WHAT TO PRODUCE: For the records shown below, return an exact copy that excludes the pictures.

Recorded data
+ + +
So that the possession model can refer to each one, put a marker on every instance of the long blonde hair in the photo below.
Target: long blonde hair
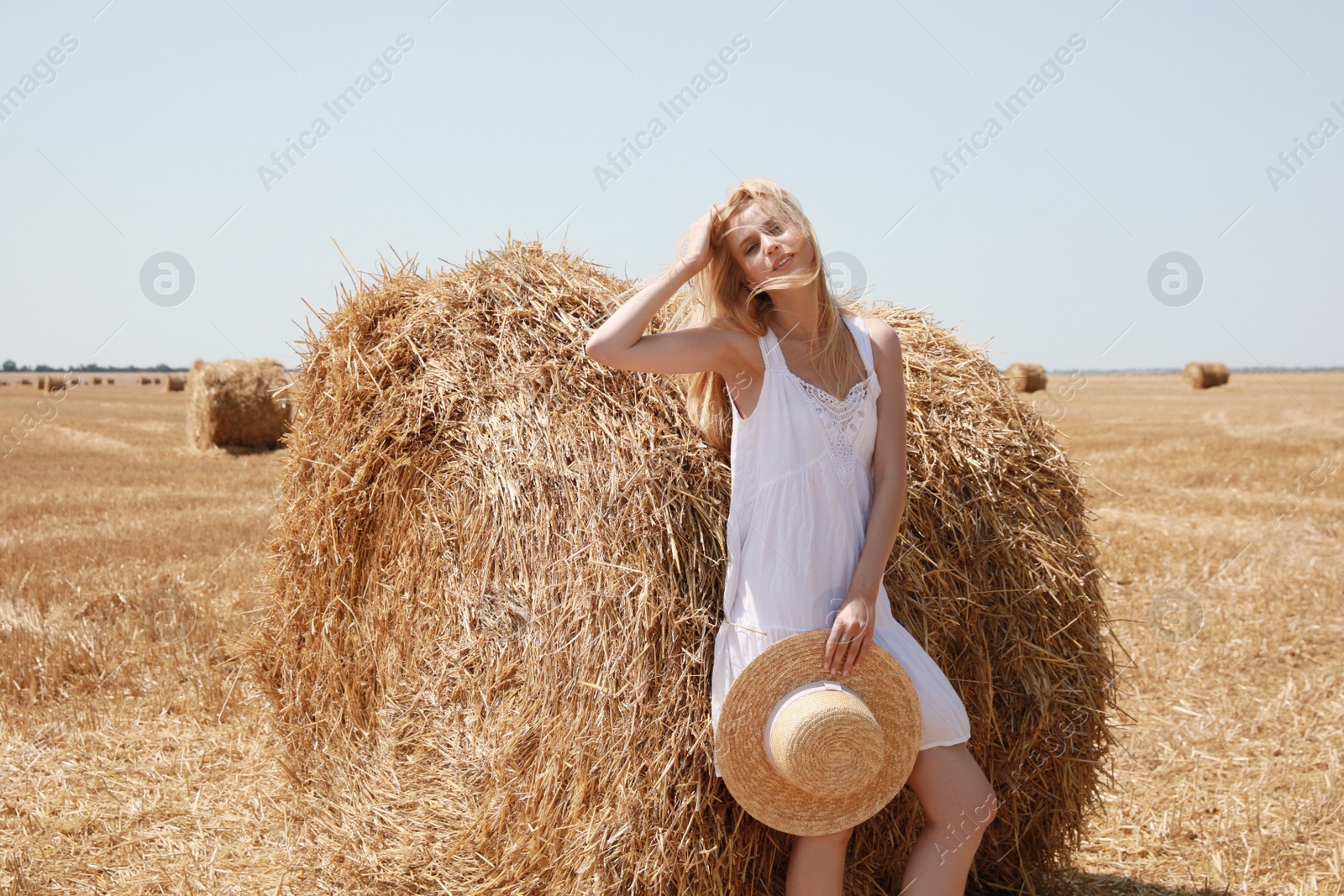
(721, 297)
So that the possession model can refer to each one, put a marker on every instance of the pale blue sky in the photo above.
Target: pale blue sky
(151, 134)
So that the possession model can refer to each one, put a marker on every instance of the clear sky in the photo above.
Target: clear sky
(1142, 129)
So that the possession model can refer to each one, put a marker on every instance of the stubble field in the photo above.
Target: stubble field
(136, 757)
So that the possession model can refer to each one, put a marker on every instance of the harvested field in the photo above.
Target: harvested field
(138, 757)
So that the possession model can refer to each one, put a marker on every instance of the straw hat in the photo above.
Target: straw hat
(810, 754)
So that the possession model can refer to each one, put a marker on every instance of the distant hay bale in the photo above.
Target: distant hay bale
(496, 578)
(1026, 378)
(235, 405)
(1206, 374)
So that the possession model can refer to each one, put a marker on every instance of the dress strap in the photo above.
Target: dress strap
(770, 352)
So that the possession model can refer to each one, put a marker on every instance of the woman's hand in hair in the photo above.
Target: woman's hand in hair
(699, 248)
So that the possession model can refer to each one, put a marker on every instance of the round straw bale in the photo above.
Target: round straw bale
(496, 577)
(1206, 374)
(1026, 378)
(237, 405)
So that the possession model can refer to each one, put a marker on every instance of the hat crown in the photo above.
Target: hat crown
(826, 741)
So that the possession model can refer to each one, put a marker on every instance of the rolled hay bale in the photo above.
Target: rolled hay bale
(1206, 374)
(496, 577)
(1026, 378)
(237, 405)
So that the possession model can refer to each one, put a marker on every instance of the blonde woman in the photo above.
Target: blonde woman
(811, 403)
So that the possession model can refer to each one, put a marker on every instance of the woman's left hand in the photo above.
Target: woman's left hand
(851, 633)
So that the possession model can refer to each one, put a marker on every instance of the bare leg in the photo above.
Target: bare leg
(958, 805)
(816, 866)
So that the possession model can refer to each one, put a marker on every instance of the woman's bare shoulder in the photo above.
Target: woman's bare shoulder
(884, 336)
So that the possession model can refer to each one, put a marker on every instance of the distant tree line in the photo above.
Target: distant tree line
(10, 367)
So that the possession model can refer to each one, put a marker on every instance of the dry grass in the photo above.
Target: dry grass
(131, 757)
(237, 405)
(131, 765)
(1026, 378)
(495, 553)
(1230, 772)
(1206, 374)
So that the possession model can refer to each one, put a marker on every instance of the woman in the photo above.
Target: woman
(816, 403)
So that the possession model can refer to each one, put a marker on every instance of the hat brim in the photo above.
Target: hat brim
(739, 746)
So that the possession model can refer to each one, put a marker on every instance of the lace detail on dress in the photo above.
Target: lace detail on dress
(840, 421)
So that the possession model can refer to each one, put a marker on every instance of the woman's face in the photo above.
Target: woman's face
(764, 249)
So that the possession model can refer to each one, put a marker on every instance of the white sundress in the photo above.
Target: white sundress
(797, 521)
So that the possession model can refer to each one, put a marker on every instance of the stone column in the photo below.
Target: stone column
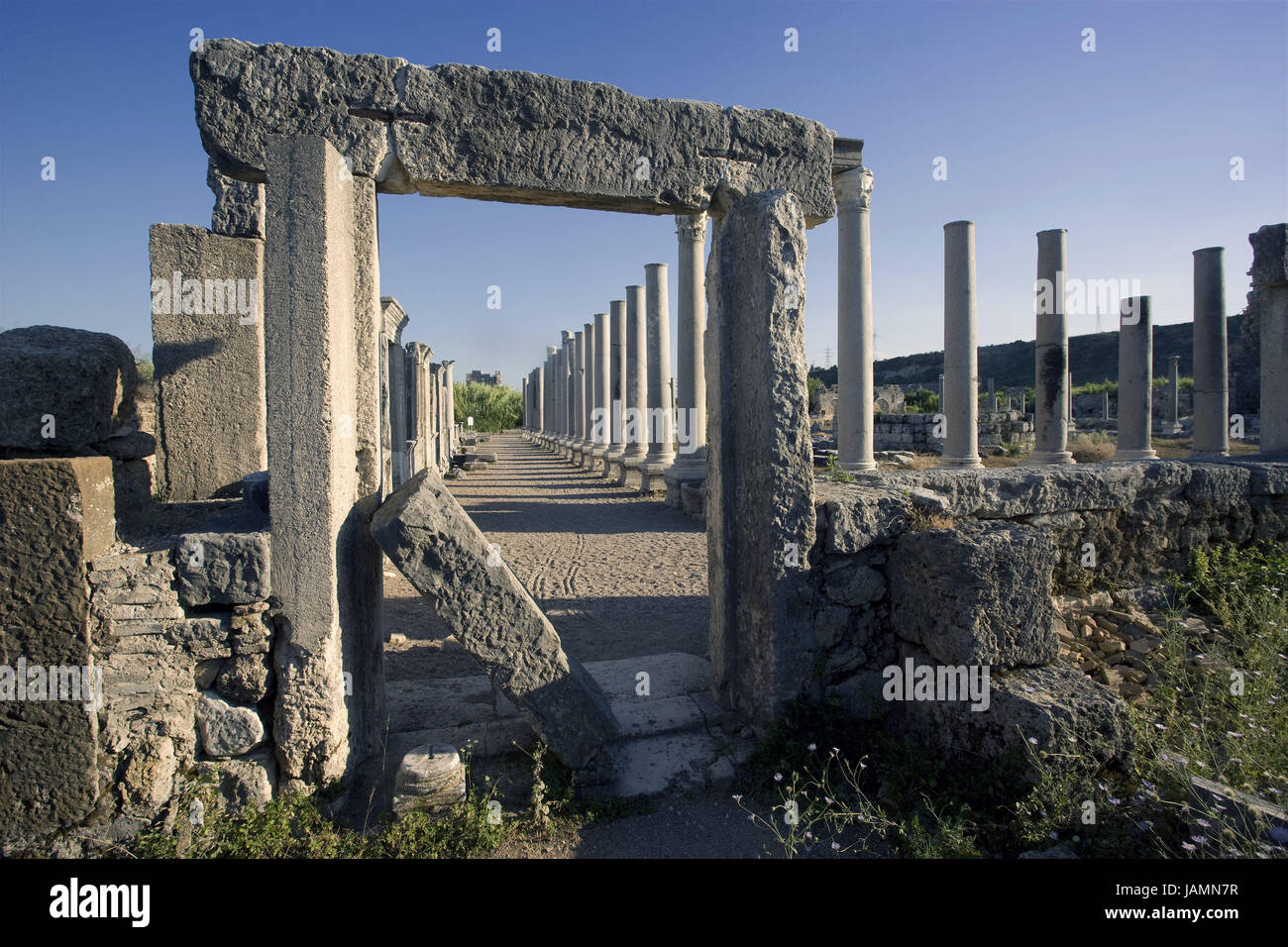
(450, 423)
(617, 386)
(539, 399)
(1211, 414)
(588, 444)
(635, 419)
(603, 410)
(854, 421)
(330, 600)
(961, 376)
(210, 407)
(1270, 282)
(579, 395)
(1051, 401)
(393, 393)
(1134, 379)
(552, 385)
(661, 450)
(691, 462)
(760, 479)
(1172, 421)
(566, 416)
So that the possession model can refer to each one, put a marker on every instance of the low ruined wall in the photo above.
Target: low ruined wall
(953, 569)
(171, 646)
(917, 432)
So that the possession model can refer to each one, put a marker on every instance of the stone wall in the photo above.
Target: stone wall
(900, 432)
(956, 569)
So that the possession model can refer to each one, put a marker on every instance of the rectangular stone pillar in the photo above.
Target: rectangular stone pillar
(1270, 282)
(207, 351)
(330, 620)
(1211, 406)
(760, 476)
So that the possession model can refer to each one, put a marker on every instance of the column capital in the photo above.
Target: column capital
(692, 226)
(853, 188)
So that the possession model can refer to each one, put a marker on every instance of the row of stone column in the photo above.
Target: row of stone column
(1052, 407)
(605, 398)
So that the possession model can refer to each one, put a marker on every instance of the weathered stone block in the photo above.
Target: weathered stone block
(977, 595)
(430, 539)
(223, 567)
(55, 514)
(227, 729)
(760, 504)
(64, 389)
(416, 128)
(207, 348)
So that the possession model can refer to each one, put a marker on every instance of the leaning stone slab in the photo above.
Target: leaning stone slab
(64, 389)
(977, 595)
(469, 132)
(432, 541)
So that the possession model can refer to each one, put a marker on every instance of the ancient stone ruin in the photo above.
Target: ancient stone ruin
(232, 624)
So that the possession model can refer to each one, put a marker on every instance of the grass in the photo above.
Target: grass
(836, 785)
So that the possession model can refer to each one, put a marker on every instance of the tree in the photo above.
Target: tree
(493, 407)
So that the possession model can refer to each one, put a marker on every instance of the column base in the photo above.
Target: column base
(613, 457)
(653, 474)
(629, 475)
(677, 475)
(1048, 459)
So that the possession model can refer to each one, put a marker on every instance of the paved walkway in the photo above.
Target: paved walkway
(617, 575)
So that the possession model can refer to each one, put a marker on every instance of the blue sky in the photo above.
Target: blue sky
(1127, 147)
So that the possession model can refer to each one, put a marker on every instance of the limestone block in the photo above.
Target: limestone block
(227, 729)
(64, 389)
(416, 128)
(239, 206)
(55, 515)
(207, 350)
(1033, 710)
(1269, 256)
(249, 781)
(977, 595)
(760, 505)
(430, 539)
(223, 567)
(429, 779)
(246, 678)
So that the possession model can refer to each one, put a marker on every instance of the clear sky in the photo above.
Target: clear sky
(1128, 147)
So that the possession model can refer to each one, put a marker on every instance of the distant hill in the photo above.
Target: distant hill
(1091, 357)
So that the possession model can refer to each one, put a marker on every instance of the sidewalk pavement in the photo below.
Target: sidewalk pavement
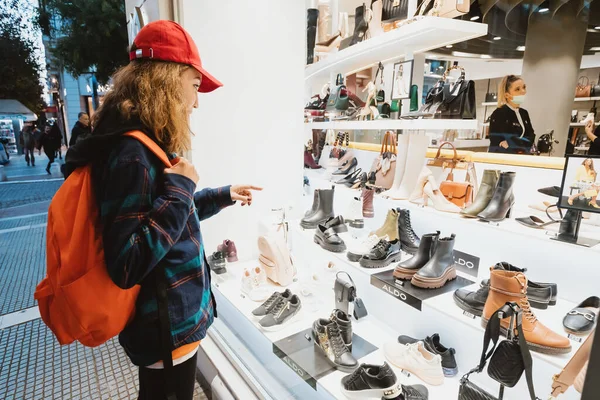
(32, 363)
+ + +
SOLUTION TO THIS EXERCISE:
So that the possession model can refer to each one, put a marker on every instance of the long blonde hair in the photo below.
Target: long blonde hair
(721, 297)
So that the possession model can refer to each one, put a marker on every instance of the pale blue sky in the photo above.
Target: pale blue sky
(151, 134)
So that the possession model can refer to each one, put a marker on every instance of the clear sky in the photo above.
Target: clear sky
(1142, 129)
So that the possession model can refer to each one, put a marker on every instance of the stubble field in the photo above.
Target: stubble field
(136, 757)
So that the possession model can refer to each one, put a marker on every instance of the harvested field in the photo above.
Target: harvested field
(138, 757)
So that the possession model can refer to each one, put a marker on every instance of the straw hat in the photo above.
Target: straw hat
(810, 754)
So that the possession model can refer to each one, put a marker on every instance of the distant hay bale in the photo above.
Target: distant hay bale
(496, 578)
(1026, 378)
(235, 405)
(1206, 374)
So that the possession model can refer to each one, put a marker on every instance of the dress strap in the photo above.
Target: dress strap
(770, 352)
So that the possession model can refer to each one, put a marker on every instance of the woman's hand in hair in the photo above.
Target: woman's hand in hair
(699, 248)
So that the possession model can refer to each one, put a marker on every instance of the round straw bale in the photo above.
Target: round straw bale
(496, 577)
(1206, 374)
(1026, 378)
(237, 405)
So that the possession model can refer to each one, put a marker on every instance of the hat crown in the photo above.
Target: hat crown
(826, 741)
So that the possession model can refer to each one, put a marker on every instance of the rolled hay bale in the photo above.
Target: rolled hay bale
(1206, 374)
(496, 577)
(1026, 378)
(237, 405)
So that the possession model can refer to each one, put a marker on every instance of the blonde woman in the photo above.
Target: blonde woman
(811, 403)
So that the possession model can refer to each one, put a marker on every instance of the woman's left hand in the photo above.
Target: woman's left hand
(851, 633)
So that the possession model can refer to each one, put a marker on every instance of the bare leg in the photo above.
Target: bare leg
(958, 805)
(816, 866)
So that the possession model can refer to each one, put a marker on every instance of the woman's bare shoulder in the photo above.
Target: woman's bare shoulder
(884, 336)
So that the possession model can refer to each one, put a marker on every instance of the distant tree line in the photo above.
Target: distant tree line
(10, 367)
So that the possession model can refer to each one, put a marker on every instance of the dry grass in the photo above.
Target: dry grass
(131, 757)
(237, 405)
(131, 765)
(1026, 378)
(495, 553)
(1230, 772)
(1206, 374)
So that the possession model can refer to each one, put a marker on every instance of the woman in the photo above.
Target: woman
(816, 403)
So that the possession model can refer to each one, put a marker on every instance of the hat brim in the photo above.
Target: hat brim
(739, 746)
So that the possession model can refer to each one, put a marker on every instance of the lace detail on dress in the photo above.
Target: lace detail on dress
(840, 421)
So that the possession model can refer to each one, put a marker on every instance of the woman's face in the photo above.
Target: woman's face
(764, 249)
So that the possession model can refer to each one, put a marker on every instance of the white sundress in the photo above.
Target: white sundress
(797, 521)
So that the possession model can refer to each one, put a marker on every instance of the stone column in the photo below.
Target: stone column
(450, 423)
(617, 386)
(539, 399)
(1211, 414)
(588, 444)
(635, 419)
(603, 410)
(854, 421)
(330, 600)
(961, 376)
(210, 407)
(1270, 282)
(579, 395)
(1051, 401)
(393, 393)
(1134, 379)
(552, 385)
(661, 450)
(691, 462)
(760, 479)
(1172, 421)
(566, 416)
So that the possession model can refer to each one, put a marker on every instance of the low ruined wall in the photo above.
Target: low ruined wall
(953, 569)
(171, 646)
(917, 432)
So that the possession model can refer to each one, put a marker on every instance of the stone wall in the photo above.
Target: stone wall
(900, 432)
(956, 569)
So that the possession model can refer to each one, put a marker on every instance of the rectangular stone pillar in the photo above.
Target: rectangular stone pillar
(1270, 282)
(207, 351)
(330, 620)
(1211, 406)
(760, 476)
So that the possession model can refer to each one, put a marker on every instance of the column capital in the photo above.
Target: column capital
(692, 226)
(853, 188)
So that the possession model can refer to each one, put a marker on every instance of the row of stone column in the photo above.
Target: row of stone column
(1052, 407)
(605, 398)
So that the possession model can refer to each one, put a marker on every instance of the weathered stone block in the photo above.
Target: weathered stone block
(977, 595)
(430, 539)
(223, 567)
(55, 514)
(227, 729)
(760, 504)
(64, 389)
(416, 128)
(207, 348)
So that the possession model can refer to each one, put a marker on every instance of the leaning stone slab in the photo above.
Target: leaning stone slab
(64, 389)
(977, 595)
(469, 132)
(432, 541)
So that the possession model can refer to each one, put a marker on every instance of the ancient stone ruin in the photo above.
Target: ancient stone ruin
(232, 624)
So that the possession model can refer to each one, put a marker on every instance of the grass in the photo above.
Target: grass
(836, 785)
So that the possession model can refer to each one, put a marker on every instance of the tree in the photo above.
Target: tree
(493, 407)
So that the possession model can refer to each one, put a marker on every instance of the column base in the photo above.
Target: column base
(613, 457)
(653, 474)
(629, 475)
(677, 475)
(1048, 459)
So that the possession model can refer to each one, put a marker on every instance of the paved walkway in the photo above.
Target: paved walkway
(617, 575)
So that the possession model can refer to each one, put a marker on every instance of the blue sky in the photo above.
Target: blue sky
(1127, 147)
So that the possession model can refer to each one, put a marker on every instance of the limestone block in the photo above.
Target: limestone block
(227, 729)
(64, 389)
(416, 128)
(239, 206)
(55, 515)
(207, 350)
(1033, 710)
(1269, 256)
(249, 781)
(977, 595)
(760, 505)
(430, 539)
(223, 567)
(429, 779)
(246, 678)
So that the possession model can refer to each one, put a marker on every instance of the clear sky in the photo above.
Target: clear sky
(1128, 147)
So that the possession model can refer to each one, put a marker on every instance of the distant hill in the photo above.
Target: distant hill
(1091, 357)
So that the possession model can refer to each one, put a marker on every instance of the sidewalk pavement in the photo below.
Target: sidewalk pavement
(32, 363)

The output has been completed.